## Given passage:

>>>

So that new readers can enjoy the humor of his stories and old friends can again remember, I will submit a few original items.
WEST END GOSSIP By Ed Snoop
Made it Through Another Thanksgiving
I doubt if there will be much news this week. I was unable to do any snoopin' around, in fact I have been down right "Puny" since Thanksgiving. I had a hectic night, had one of the "Turkey nightmares."
We had Thanksgiving dinner with my folks, Mr. and Mrs. Sam Coen of Lusk. Upon returning home, was beginning to feel uncomfortable, and was frightened that maybe I was another victim of "Lusk Disease" or an advanced case of "Arbuckle thumps" as I had several cups of coffee at the Lusk Coffeeteria. I finally did get to sleep but the nightmare stuck, and I was having a terrific battle with two huge turkey gobblers.
I either knocked one of them out with a club, anyway he suddenly lost his taste for "Human Drumstick" before I conquered another one. I awoke with chills and a bad case of "trembles." I staggered to the medicine chest and took nearly a full roll of "tums" but was afraid to go to sleep for fear of a rerun of my nightmare, but there was no rerun.

<<<

## Task list:
1 – Transcribe the Thanksgiving column word for word, between "We had Thanksgiving" and "huge turkey gobblers.", inclusive.
2 – In the Thanksgiving column, where did the writer drink several cups of coffee?

## Data under study:
>>>

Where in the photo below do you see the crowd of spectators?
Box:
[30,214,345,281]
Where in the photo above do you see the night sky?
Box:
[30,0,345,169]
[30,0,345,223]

<<<

## Solutions per task:
1 –
We had Thanksgiving dinner with my folks, Mr. and Mrs. Sam Coen of Lusk. Upon returning home, was beginning to feel uncomfortable, and was frightened that maybe I was another victim of "Lusk Disease" or an advanced case of "Arbuckle thumps" as I had several cups of coffee at the Lusk Coffeeteria. I finally did get to sleep but the nightmare stuck, and I was having a terrific battle with two huge turkey gobblers.

2 – At the Lusk Coffeeteria.